[Stored data entries]
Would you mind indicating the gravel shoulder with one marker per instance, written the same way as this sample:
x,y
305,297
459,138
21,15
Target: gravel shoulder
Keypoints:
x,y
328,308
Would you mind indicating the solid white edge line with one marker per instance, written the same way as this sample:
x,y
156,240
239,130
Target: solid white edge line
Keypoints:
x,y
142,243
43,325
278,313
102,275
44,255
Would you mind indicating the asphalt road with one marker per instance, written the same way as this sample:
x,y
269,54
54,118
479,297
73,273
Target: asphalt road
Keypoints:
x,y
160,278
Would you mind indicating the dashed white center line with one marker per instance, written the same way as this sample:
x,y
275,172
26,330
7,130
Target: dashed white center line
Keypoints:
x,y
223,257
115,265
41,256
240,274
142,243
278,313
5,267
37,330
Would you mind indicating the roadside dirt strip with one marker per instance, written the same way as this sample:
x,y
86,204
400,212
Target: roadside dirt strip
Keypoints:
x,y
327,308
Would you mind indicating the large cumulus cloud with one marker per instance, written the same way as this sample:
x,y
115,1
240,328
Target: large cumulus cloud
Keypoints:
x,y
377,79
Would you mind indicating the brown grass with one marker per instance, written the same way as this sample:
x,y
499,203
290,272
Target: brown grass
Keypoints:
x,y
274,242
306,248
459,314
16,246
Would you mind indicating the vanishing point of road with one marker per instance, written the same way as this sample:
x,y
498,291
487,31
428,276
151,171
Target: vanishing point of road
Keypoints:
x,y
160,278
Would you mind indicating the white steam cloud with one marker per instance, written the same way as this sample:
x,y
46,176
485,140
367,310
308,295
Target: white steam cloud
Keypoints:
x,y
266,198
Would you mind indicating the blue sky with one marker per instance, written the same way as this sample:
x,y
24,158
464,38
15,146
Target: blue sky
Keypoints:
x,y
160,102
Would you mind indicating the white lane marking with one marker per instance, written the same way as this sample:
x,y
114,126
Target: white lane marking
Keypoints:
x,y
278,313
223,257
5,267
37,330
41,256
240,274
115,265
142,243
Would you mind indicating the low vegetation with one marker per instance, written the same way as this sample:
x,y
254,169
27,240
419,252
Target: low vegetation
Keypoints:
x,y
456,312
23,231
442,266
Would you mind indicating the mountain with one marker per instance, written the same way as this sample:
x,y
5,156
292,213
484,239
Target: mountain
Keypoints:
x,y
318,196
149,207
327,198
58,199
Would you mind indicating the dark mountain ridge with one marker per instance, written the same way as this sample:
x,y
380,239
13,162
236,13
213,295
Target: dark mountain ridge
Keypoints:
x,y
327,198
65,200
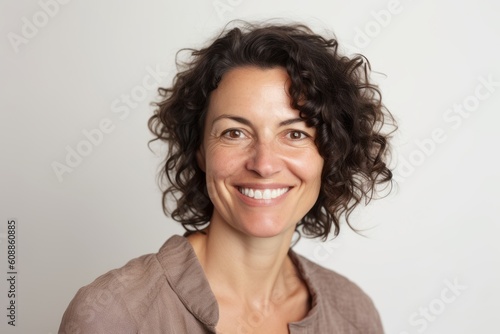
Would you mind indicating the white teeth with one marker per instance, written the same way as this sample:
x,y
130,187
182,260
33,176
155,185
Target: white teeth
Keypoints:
x,y
263,193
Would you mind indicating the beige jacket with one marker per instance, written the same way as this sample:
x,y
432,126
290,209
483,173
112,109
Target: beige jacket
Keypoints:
x,y
167,292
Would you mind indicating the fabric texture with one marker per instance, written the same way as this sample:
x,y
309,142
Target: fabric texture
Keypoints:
x,y
168,292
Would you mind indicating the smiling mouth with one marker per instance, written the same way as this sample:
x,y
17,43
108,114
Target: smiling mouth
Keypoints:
x,y
263,193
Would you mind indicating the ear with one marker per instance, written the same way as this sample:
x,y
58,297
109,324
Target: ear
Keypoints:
x,y
200,158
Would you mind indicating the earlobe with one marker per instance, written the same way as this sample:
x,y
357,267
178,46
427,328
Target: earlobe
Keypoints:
x,y
200,158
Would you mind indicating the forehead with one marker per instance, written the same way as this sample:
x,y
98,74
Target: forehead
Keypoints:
x,y
251,90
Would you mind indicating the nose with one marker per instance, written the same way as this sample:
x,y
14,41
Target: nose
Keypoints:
x,y
265,160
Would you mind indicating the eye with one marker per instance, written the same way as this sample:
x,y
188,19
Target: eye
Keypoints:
x,y
232,134
297,135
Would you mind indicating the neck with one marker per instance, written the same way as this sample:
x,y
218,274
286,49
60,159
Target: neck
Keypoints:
x,y
245,269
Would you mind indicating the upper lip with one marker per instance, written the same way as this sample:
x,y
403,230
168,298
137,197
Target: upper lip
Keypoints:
x,y
260,186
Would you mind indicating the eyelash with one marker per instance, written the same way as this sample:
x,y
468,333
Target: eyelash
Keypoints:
x,y
302,134
229,134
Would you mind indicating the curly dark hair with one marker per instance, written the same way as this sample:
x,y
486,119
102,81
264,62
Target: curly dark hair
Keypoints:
x,y
332,92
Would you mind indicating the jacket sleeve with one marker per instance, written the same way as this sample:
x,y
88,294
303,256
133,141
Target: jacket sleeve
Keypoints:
x,y
96,310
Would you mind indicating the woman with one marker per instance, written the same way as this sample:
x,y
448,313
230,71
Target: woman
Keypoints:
x,y
270,132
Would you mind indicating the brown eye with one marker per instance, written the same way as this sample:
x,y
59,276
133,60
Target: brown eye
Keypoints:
x,y
297,135
233,134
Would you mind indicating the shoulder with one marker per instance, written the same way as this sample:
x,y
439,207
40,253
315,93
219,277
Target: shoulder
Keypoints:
x,y
115,301
336,294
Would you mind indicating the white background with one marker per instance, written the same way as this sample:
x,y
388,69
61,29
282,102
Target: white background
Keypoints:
x,y
439,227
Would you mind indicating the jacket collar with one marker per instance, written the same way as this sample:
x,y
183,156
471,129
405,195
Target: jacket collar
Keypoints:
x,y
187,279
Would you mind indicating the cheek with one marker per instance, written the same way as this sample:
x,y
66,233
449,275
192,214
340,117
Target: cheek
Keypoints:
x,y
221,165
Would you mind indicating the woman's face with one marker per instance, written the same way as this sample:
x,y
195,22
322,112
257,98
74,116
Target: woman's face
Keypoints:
x,y
263,169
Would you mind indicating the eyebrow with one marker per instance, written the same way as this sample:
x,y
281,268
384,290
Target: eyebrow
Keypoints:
x,y
245,121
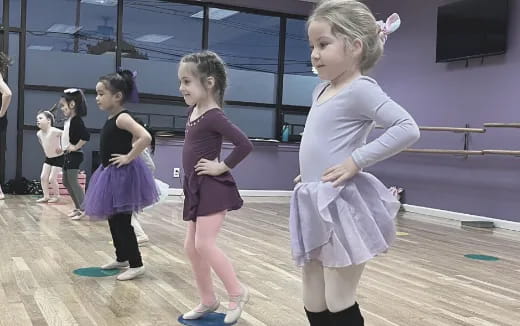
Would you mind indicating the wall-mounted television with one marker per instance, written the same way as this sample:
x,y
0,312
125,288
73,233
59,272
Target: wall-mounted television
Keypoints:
x,y
471,28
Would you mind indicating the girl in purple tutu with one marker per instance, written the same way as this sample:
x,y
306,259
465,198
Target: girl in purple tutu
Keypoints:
x,y
122,184
209,188
340,216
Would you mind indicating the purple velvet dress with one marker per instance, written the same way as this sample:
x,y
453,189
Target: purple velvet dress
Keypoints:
x,y
206,195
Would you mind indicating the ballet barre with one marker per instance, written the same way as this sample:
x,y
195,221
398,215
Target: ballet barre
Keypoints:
x,y
502,125
443,151
452,129
501,152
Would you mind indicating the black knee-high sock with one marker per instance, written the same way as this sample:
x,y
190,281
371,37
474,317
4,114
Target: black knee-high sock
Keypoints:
x,y
319,318
348,317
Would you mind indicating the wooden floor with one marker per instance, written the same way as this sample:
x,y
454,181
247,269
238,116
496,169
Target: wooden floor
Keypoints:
x,y
424,280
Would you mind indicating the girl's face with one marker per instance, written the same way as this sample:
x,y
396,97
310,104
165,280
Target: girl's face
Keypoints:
x,y
67,108
331,55
42,122
105,99
190,85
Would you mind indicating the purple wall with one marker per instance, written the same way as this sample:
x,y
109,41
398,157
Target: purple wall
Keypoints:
x,y
269,167
440,94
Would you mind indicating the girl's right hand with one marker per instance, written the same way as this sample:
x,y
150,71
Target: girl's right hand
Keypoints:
x,y
298,179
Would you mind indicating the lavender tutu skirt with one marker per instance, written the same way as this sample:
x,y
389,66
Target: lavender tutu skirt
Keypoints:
x,y
114,190
342,226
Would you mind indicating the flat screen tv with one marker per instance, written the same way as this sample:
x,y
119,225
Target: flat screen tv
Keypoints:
x,y
471,28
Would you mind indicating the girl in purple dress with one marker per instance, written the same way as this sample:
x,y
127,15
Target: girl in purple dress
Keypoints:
x,y
209,188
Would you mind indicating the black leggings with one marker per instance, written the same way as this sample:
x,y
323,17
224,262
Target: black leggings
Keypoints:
x,y
124,239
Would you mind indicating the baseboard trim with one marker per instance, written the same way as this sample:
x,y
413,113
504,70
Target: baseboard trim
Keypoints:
x,y
246,193
439,213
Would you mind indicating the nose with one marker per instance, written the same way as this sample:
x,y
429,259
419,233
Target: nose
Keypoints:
x,y
315,56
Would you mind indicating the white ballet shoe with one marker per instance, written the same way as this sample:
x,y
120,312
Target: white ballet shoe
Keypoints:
x,y
201,310
74,213
116,265
232,315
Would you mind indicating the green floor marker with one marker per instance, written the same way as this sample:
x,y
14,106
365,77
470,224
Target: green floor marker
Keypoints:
x,y
95,272
481,257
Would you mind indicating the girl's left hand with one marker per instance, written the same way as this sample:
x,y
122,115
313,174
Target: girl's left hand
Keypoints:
x,y
212,168
338,174
119,160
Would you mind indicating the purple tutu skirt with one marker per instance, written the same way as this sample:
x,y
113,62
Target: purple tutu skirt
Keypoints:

- _Task objective_: Whenever "curly" occurs in a line of the entries, copy that line.

- _Result for this task_:
Would you mind indicating the curly dark hair with one marker per instance, written the same way as this sample:
Target: curly dark hair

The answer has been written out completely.